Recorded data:
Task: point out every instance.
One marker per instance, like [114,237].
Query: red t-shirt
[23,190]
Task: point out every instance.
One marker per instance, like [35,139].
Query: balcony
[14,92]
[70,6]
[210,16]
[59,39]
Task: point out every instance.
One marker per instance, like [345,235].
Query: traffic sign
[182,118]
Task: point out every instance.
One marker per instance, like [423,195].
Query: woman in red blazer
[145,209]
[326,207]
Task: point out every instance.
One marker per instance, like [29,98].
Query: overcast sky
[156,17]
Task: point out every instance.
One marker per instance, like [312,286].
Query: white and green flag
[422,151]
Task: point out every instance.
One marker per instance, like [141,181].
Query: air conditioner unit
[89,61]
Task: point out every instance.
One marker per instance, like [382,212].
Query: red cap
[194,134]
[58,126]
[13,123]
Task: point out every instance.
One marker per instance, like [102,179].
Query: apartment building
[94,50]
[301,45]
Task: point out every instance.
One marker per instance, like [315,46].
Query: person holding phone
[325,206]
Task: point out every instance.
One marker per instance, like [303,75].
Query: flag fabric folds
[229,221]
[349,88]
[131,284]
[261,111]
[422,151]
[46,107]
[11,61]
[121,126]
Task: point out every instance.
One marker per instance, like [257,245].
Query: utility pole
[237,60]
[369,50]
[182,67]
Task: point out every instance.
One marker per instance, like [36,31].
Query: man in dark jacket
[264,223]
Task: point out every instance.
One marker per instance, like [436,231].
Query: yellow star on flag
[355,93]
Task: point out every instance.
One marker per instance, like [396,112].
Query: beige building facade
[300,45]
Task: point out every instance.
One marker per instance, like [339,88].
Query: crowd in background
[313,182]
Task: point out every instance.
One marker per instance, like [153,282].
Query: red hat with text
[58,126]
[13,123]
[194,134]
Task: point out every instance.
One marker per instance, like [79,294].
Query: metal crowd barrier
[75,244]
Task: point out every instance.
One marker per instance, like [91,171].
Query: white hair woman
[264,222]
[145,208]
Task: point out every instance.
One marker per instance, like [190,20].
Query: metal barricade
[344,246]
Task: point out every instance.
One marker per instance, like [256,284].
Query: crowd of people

# What is expected
Determine how many of the lines above contain the string "crowd", treating uppercase and lowercase as different. Give only the number.

# Output below
3